● WHAT TO DO: The required result is each line of the entries below containing the string "mountain".

● WORKING DATA:
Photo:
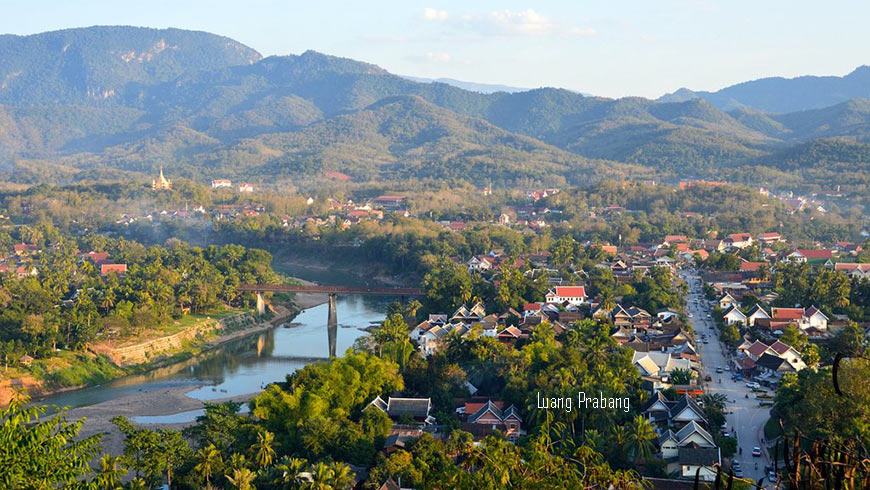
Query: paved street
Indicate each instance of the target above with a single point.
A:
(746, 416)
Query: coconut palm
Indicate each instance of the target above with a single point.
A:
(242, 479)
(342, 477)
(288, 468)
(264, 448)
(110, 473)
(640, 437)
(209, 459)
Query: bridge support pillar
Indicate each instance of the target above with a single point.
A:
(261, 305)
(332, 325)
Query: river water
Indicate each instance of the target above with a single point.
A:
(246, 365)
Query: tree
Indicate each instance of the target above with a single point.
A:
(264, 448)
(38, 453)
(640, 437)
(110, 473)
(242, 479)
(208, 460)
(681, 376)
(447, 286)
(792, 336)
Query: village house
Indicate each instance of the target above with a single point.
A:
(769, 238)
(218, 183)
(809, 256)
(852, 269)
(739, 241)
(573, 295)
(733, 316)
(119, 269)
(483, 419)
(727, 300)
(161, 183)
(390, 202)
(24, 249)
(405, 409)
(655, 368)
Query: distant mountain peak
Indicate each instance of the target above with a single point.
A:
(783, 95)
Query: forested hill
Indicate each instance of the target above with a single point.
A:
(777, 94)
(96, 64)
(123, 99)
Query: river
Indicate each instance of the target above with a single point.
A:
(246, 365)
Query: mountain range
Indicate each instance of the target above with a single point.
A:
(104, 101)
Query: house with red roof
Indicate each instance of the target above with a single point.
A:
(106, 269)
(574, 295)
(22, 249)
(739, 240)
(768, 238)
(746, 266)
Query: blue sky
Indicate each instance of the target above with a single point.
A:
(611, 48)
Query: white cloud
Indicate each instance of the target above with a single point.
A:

==

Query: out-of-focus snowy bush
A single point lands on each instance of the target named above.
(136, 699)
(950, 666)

● ANSWER FOR THIS EXERCISE:
Query: distant mountain peak
Query: mountain range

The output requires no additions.